All of the records must come back exactly as they were given.

◆ **Supplied data**:
• • • •

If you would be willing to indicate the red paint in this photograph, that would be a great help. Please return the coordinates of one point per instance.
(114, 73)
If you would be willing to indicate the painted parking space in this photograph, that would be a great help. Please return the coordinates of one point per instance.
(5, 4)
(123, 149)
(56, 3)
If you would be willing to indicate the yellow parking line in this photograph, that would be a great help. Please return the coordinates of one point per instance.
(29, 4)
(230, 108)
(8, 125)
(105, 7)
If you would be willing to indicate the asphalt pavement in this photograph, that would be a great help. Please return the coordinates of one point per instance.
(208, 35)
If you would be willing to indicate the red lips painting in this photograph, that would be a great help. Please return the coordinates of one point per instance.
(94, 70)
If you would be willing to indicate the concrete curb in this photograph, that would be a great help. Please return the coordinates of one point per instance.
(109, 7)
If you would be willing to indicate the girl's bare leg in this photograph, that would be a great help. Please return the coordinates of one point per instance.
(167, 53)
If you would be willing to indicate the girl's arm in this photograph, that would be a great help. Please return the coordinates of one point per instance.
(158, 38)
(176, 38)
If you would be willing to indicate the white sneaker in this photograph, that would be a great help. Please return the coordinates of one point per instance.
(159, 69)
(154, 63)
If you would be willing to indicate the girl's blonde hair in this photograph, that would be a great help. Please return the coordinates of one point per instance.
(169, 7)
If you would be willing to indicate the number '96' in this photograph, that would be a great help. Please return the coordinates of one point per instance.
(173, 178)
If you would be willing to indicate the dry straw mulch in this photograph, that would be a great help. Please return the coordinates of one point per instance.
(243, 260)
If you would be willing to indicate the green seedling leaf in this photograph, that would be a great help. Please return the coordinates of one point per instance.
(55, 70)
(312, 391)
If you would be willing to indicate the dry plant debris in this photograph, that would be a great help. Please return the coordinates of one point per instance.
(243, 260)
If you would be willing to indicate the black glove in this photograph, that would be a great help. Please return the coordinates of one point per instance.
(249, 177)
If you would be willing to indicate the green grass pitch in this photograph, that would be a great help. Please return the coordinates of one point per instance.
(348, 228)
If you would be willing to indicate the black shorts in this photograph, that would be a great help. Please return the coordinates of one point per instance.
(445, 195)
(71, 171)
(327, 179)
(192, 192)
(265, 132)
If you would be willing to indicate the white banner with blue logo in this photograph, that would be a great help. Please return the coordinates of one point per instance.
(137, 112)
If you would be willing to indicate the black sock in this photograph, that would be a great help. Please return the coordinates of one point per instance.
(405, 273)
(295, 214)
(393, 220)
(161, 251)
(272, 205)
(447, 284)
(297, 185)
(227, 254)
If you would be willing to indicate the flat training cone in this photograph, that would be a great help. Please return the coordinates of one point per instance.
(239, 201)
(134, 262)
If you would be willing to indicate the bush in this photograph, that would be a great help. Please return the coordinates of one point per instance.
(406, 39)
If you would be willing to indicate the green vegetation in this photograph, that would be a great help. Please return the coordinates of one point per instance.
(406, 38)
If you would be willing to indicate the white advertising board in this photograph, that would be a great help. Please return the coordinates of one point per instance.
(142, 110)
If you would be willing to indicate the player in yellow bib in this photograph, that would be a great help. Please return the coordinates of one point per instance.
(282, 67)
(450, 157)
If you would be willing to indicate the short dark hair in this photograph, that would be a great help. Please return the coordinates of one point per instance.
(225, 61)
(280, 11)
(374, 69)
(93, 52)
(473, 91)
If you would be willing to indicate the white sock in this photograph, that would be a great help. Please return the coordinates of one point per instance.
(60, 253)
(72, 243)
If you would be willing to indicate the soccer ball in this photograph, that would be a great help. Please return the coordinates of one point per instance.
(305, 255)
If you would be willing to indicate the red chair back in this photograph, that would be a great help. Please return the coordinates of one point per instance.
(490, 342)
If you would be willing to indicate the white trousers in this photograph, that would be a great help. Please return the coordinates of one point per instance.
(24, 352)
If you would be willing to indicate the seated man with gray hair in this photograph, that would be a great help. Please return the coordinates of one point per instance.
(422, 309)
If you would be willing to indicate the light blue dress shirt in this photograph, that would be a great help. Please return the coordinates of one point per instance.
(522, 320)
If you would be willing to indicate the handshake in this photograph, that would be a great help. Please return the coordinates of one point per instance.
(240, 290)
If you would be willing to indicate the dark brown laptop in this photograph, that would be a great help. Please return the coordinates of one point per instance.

• • • •

◆ **Solution for this task**:
If you would be willing to indicate the red paint in this photograph, that would be a great help. Please return the coordinates of one point per instance.
(114, 73)
If you would be willing to indicate the painted parking space in this photograph, that would be a great help. Please return the coordinates of one point per instance.
(5, 4)
(123, 149)
(56, 3)
If you would be willing to indicate the yellow parking line in this photograph, that would be a great help. Please return the coordinates of one point per instance.
(29, 4)
(230, 108)
(8, 125)
(105, 7)
If you would be willing to indicate the asphalt pavement in this photograph, that would be a great help. Please return the coordinates of one point per instance.
(208, 35)
If you would be willing to indicate the red lips painting in this photograph, that would be a great help. Please return the coordinates of one point per instance.
(94, 70)
If you would be willing to indicate the concrete curb in this photograph, that would be a great help. Please return the coordinates of one point per instance.
(109, 7)
If you would be willing to indicate the girl's bare leg in this photograph, that would be a great help. Please return the coordinates of one point per instance.
(167, 53)
If you would be willing to indicate the girl's arm in this photograph, that would be a great help. Please return the coordinates of one point per instance.
(158, 38)
(176, 38)
If you would be willing to indicate the white sneaker in this photograph, that would be a great help. Please return the coordinates of one point per instance.
(159, 69)
(154, 63)
If you would be willing to indicate the girl's blonde hair in this photograph, that would be a great help. Please return the coordinates of one point per instance.
(169, 7)
If you would be willing to indicate the number '96' in this photograph, that would be a great help. Please return the coordinates of one point per instance.
(173, 178)
If you would be willing to indicate the dry straw mulch in this photograph, that would be a great help. Please return the coordinates of one point per instance.
(243, 260)
If you would be willing to indicate the green seedling leaf in this photograph, that would be a great help. Please return the coordinates of one point per instance.
(55, 70)
(312, 391)
If you would be willing to indicate the dry plant debris in this photograph, that would be a great help. Please return the coordinates of one point per instance.
(243, 260)
If you would be willing to indicate the black glove in this photograph, that would be a great help. Please return the coordinates of one point per instance.
(249, 177)
If you would be willing to indicate the green grass pitch in this photograph, that would be a great help. Please return the coordinates of one point per instance.
(348, 228)
If you would be willing to indicate the black shorts in this photograph, that would be a great help. Please return the coordinates of one point per instance.
(445, 195)
(71, 171)
(327, 179)
(192, 192)
(265, 132)
If you would be willing to indicate the white banner with blue logo in this photograph, that would be a great help. Please return the coordinates of one point per instance.
(137, 112)
If you would be willing to indicate the black sock in this photograph, that would be a great help. Please return the coordinates of one point per instance.
(405, 273)
(295, 214)
(393, 220)
(161, 251)
(272, 205)
(447, 284)
(297, 185)
(227, 254)
If you would be willing to indicate the flat training cone in this photograph, that would be a great help. Please return the coordinates of one point per instance.
(239, 201)
(134, 262)
If you would be willing to indicate the bush in this photograph, that would be a great help. Please return the coordinates of one point per instance.
(406, 39)
If you would be willing to indicate the green vegetation in this photograph, that would be a great help. Please return the coordinates of one point per instance.
(406, 38)
If you would be willing to indicate the white advertising board in this photograph, that would be a great help. Please return the coordinates of one point per instance.
(142, 110)
If you would be willing to indicate the player in yellow bib in this photograph, that would be a great help. Please return the coordinates of one point per instance.
(282, 67)
(450, 157)
If you would be willing to indicate the short dark hair in this photograph, that would be a great help. Please return the coordinates of one point per instance.
(225, 61)
(280, 11)
(374, 69)
(93, 52)
(473, 91)
If you would be willing to indicate the white sock in this photograph, that would be a great help. Please return the coordinates of one point per instance.
(60, 253)
(72, 243)
If you would be willing to indicate the soccer ball in this photograph, that would be a great help. Please return the coordinates of one point per instance.
(305, 255)
If you would be willing to indicate the red chair back in this photograph, that would be a great help. Please return the coordinates of one point per instance.
(490, 342)
If you would be willing to indicate the white trousers in this photograph, that would be a great help. Please return the coordinates of one point per instance.
(24, 352)
If you would be willing to indicate the seated man with gray hair in this photograph, that would be a great help. Please return the coordinates of one point per instance.
(422, 309)
If you would be willing to indicate the light blue dress shirt in this photograph, that would be a great help. Please return the coordinates of one point per instance.
(522, 320)
If you would be willing to indicate the handshake in this photograph, that would be a great help. Please return the coordinates of one point per instance.
(240, 290)
If you would be willing to indicate the dark brown laptop in this photograph, that would be a great help. Please return the coordinates of one point per instance.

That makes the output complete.